[Dataset items]
Start of Block

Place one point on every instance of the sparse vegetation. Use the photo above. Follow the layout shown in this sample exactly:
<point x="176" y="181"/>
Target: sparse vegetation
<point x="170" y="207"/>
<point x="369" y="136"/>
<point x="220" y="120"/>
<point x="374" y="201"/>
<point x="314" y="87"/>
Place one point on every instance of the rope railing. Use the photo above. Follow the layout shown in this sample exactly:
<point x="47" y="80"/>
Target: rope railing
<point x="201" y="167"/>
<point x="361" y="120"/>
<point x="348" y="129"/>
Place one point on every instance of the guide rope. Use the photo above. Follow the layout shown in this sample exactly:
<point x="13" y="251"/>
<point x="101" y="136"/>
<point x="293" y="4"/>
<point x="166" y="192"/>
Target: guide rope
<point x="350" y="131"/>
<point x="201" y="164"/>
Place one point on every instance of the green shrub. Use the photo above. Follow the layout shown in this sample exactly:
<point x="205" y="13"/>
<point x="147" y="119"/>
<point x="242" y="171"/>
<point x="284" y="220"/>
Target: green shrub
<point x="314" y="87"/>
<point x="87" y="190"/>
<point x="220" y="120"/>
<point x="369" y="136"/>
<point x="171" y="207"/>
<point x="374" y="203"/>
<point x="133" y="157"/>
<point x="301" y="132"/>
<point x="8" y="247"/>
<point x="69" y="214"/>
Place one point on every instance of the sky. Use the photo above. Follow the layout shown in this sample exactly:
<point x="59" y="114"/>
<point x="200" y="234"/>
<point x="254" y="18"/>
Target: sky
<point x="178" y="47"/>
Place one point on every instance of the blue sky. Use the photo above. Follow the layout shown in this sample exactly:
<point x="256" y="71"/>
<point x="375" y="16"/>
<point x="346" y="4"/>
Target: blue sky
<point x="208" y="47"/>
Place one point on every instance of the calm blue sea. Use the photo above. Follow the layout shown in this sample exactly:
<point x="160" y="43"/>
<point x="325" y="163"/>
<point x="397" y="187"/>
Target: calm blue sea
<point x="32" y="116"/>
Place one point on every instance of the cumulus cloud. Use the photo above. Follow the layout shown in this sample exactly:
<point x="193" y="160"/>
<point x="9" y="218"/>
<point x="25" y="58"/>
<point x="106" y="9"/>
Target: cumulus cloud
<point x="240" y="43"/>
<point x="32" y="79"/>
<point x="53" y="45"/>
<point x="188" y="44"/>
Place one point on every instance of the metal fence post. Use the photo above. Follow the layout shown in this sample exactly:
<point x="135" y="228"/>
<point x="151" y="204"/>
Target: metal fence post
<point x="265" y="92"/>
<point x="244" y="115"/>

End of Block

This exercise requires the entries above to be restated exactly.

Answer section.
Place one point on every instance of the sparse vegetation. Use the photo above. Follow the layout shown in this sample exactly:
<point x="176" y="181"/>
Target: sparse vegetation
<point x="170" y="207"/>
<point x="369" y="136"/>
<point x="220" y="120"/>
<point x="374" y="201"/>
<point x="314" y="87"/>
Place one point on every instance of the rope railing. Use the photo above. Follow the layout shown in this sample exactly:
<point x="47" y="80"/>
Target: rope railing
<point x="201" y="167"/>
<point x="361" y="120"/>
<point x="348" y="129"/>
Place one point on every instance of the guide rope. Use the photo above. Follow the layout shown in this sample exactly:
<point x="13" y="251"/>
<point x="101" y="136"/>
<point x="293" y="4"/>
<point x="166" y="192"/>
Target: guide rope
<point x="350" y="131"/>
<point x="201" y="164"/>
Place one point on every instance of the green shrub. Use the photo above. Follow the layout shown in this sample exactly:
<point x="205" y="13"/>
<point x="147" y="119"/>
<point x="242" y="171"/>
<point x="284" y="220"/>
Target: green shrub
<point x="314" y="87"/>
<point x="87" y="190"/>
<point x="220" y="120"/>
<point x="369" y="136"/>
<point x="171" y="207"/>
<point x="374" y="203"/>
<point x="133" y="157"/>
<point x="301" y="132"/>
<point x="8" y="247"/>
<point x="69" y="214"/>
Place one point on every instance of the sky. Use the photo above. Follow the layout shown in this sample exactly:
<point x="59" y="114"/>
<point x="200" y="234"/>
<point x="254" y="18"/>
Target: sky
<point x="178" y="47"/>
Place one point on every instance of the blue sky. Use the photo above. Follow the layout shown in this sample exactly:
<point x="256" y="71"/>
<point x="375" y="16"/>
<point x="346" y="4"/>
Target: blue sky
<point x="208" y="47"/>
Place one point on every instance of the calm blue sea. Use the photo above. Follow the layout shown in this sample exactly:
<point x="160" y="43"/>
<point x="325" y="163"/>
<point x="397" y="187"/>
Target: calm blue sea
<point x="32" y="116"/>
Place one point on every instance of the cumulus cloud. Use the photo above. Follow the layout shown in this sample exactly:
<point x="193" y="160"/>
<point x="9" y="218"/>
<point x="25" y="58"/>
<point x="106" y="9"/>
Target: cumulus cloud
<point x="240" y="43"/>
<point x="32" y="79"/>
<point x="53" y="45"/>
<point x="188" y="44"/>
Place one point on every instance of the metal fence post. Use the photo above. Follow the layout shown in this sample exactly:
<point x="135" y="228"/>
<point x="151" y="204"/>
Target: metal fence post
<point x="265" y="92"/>
<point x="244" y="115"/>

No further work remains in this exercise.